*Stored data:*
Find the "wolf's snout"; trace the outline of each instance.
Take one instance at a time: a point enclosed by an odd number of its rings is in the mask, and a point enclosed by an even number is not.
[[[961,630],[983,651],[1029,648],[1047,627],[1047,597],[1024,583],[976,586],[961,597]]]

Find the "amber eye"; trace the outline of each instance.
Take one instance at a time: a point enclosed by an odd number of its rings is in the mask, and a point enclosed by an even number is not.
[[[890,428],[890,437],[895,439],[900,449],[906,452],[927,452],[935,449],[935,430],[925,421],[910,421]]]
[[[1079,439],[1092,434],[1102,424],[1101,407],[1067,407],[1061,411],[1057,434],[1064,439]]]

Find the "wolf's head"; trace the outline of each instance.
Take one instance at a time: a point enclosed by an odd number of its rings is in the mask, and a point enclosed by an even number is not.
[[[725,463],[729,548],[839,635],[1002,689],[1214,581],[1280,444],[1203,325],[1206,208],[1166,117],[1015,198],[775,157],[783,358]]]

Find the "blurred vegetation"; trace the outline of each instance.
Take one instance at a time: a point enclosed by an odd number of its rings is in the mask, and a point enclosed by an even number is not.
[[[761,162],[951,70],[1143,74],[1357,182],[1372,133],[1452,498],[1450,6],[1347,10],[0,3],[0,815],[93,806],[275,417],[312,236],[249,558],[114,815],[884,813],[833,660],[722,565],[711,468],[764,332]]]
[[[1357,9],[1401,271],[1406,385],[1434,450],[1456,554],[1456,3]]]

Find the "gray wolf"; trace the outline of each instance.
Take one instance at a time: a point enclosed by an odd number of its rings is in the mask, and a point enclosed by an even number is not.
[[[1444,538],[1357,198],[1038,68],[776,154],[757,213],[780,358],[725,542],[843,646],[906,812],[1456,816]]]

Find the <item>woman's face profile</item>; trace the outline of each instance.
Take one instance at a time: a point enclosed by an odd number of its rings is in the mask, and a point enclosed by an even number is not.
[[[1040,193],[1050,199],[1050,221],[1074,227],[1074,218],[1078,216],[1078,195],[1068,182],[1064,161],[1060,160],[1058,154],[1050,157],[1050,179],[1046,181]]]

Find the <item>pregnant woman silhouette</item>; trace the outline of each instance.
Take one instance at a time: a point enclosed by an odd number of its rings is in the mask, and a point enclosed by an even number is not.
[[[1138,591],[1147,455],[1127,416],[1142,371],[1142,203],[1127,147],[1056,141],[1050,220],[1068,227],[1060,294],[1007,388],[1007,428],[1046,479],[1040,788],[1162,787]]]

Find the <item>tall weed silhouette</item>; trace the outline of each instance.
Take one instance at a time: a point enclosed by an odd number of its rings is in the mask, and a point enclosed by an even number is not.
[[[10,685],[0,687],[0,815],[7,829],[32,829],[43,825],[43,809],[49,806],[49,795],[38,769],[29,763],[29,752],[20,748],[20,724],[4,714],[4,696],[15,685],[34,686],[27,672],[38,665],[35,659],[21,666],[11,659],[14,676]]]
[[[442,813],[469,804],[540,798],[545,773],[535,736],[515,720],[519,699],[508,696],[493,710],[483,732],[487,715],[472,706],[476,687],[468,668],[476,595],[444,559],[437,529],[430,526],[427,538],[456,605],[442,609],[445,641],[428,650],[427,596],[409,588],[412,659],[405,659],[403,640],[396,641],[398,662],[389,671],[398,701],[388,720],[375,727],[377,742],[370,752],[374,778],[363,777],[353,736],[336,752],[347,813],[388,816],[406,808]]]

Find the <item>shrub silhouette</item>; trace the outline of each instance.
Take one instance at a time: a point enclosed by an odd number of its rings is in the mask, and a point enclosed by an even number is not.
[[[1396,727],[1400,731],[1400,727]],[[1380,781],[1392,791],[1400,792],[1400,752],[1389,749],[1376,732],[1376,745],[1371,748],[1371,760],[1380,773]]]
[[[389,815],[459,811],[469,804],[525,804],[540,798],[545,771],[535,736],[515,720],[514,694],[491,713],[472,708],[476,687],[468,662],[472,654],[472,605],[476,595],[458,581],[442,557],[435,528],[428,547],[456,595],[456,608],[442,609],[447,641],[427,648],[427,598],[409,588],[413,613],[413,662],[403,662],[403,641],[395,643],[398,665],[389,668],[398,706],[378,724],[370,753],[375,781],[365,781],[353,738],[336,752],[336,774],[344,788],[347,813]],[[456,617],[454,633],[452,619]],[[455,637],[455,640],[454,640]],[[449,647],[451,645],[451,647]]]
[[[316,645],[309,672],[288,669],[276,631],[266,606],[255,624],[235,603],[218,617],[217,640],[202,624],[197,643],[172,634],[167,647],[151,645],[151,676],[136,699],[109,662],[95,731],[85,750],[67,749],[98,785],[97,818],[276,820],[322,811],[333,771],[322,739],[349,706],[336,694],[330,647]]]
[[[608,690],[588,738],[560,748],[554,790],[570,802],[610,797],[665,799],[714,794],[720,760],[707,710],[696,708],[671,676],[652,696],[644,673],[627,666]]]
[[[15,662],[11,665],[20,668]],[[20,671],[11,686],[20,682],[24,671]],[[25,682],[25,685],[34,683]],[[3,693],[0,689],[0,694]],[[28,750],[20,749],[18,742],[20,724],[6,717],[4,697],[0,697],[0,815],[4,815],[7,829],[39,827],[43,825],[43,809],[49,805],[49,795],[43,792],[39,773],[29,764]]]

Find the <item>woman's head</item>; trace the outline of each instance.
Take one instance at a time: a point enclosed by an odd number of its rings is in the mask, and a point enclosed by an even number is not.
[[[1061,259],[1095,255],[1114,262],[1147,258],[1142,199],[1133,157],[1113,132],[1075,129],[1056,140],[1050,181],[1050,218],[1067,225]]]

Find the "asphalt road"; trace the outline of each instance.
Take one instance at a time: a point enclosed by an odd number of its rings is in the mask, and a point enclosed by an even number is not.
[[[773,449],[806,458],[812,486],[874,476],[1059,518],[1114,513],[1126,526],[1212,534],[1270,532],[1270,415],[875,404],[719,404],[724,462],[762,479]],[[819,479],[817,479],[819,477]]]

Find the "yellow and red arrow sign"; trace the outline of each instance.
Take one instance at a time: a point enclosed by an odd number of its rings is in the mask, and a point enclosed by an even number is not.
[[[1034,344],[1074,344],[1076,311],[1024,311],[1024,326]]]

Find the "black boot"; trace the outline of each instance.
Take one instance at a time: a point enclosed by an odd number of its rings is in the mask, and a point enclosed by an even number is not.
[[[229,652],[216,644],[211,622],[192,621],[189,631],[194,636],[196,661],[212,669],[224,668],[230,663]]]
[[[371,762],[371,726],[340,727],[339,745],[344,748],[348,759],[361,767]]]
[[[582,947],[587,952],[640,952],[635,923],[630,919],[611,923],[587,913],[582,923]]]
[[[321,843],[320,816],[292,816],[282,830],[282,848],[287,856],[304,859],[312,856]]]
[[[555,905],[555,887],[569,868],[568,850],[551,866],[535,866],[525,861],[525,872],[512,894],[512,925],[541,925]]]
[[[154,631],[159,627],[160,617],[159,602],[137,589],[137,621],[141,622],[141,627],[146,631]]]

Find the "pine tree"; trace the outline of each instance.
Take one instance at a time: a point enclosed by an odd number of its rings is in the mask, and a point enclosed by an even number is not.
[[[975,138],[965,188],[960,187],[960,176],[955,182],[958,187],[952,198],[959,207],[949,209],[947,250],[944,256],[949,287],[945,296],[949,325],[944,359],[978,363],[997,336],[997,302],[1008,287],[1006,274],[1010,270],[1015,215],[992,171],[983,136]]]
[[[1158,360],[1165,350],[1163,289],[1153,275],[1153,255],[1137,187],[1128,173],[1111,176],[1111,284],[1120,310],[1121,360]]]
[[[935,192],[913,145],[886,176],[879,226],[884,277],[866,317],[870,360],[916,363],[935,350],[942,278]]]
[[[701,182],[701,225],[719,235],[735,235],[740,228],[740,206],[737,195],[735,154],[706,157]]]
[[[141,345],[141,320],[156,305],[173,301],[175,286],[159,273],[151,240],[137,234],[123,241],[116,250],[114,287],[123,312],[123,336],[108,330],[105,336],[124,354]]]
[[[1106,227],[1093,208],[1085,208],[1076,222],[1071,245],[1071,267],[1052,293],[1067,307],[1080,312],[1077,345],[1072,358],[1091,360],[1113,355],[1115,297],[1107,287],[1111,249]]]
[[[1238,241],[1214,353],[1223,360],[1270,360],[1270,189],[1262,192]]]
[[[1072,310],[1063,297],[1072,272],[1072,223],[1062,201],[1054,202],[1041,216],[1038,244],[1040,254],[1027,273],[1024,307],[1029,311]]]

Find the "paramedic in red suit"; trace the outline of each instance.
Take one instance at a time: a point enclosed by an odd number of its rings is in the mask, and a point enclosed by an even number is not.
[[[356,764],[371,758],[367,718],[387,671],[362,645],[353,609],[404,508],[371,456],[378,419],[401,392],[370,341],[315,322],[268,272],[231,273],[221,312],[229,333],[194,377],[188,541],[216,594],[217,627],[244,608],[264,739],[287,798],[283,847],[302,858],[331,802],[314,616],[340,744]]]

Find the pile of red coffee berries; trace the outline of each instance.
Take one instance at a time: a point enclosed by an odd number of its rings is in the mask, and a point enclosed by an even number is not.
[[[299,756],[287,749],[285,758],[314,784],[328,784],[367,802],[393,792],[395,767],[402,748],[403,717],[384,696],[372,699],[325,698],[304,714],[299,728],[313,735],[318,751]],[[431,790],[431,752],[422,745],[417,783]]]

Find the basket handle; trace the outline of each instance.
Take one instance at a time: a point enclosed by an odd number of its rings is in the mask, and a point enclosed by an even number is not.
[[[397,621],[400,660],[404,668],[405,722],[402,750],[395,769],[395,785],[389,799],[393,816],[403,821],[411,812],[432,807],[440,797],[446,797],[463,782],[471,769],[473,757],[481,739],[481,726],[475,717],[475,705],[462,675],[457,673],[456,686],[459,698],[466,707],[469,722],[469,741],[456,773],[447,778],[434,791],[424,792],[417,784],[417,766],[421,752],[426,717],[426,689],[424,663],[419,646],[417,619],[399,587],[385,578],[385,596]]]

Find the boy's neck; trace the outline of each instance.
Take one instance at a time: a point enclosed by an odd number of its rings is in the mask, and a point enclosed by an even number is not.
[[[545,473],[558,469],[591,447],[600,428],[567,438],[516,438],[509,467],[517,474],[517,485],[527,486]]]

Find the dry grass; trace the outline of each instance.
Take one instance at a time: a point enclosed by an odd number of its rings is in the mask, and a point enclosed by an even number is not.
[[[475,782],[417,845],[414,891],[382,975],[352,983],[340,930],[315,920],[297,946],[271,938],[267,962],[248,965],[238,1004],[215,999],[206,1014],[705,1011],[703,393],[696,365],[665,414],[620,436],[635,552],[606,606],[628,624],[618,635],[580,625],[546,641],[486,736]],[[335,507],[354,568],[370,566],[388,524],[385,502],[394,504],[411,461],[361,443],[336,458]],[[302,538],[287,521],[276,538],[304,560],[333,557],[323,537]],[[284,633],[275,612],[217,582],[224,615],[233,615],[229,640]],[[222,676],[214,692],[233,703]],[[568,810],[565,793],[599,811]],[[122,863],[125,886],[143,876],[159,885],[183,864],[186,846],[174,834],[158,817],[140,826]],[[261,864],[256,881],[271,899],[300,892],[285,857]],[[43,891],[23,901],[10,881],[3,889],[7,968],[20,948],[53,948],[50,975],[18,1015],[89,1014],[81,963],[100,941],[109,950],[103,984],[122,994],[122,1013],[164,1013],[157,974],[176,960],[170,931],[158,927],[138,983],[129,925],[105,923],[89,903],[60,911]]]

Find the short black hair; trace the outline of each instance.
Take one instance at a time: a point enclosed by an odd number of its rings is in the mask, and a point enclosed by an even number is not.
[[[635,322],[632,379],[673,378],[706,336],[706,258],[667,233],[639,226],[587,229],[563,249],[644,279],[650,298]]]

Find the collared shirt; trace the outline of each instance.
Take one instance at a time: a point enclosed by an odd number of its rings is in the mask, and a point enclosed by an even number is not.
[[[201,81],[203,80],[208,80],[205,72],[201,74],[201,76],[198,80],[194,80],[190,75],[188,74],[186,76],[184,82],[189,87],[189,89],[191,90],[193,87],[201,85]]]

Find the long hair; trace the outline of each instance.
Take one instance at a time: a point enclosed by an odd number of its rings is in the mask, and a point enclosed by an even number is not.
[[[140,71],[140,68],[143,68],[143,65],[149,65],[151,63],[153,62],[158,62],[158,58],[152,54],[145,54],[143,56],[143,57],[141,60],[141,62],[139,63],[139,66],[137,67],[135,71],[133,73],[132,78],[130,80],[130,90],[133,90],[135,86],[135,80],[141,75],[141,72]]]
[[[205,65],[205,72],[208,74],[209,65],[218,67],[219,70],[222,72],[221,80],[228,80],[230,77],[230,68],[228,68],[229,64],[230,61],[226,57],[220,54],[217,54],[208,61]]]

*Work required:*
Output exactly the lines above, from the one holding "Find the long" through the end of the data, including the first and last.

*Task response:*
Find the long hair; trace the outline of each instance.
Take one instance at a time: a point enclosed by an odd number of its rings is in the mask, and a point enclosed by an even number is not.
[[[140,71],[140,68],[143,68],[143,65],[149,65],[151,63],[153,62],[158,62],[158,58],[152,54],[145,54],[143,56],[143,57],[141,60],[141,62],[139,63],[139,66],[137,67],[135,71],[133,73],[132,78],[130,80],[130,90],[133,90],[135,86],[135,80],[141,75],[141,72]]]
[[[205,65],[205,72],[208,74],[209,65],[218,67],[219,70],[222,72],[221,80],[228,80],[230,77],[230,68],[228,68],[229,64],[230,61],[226,57],[220,54],[217,54],[208,61]]]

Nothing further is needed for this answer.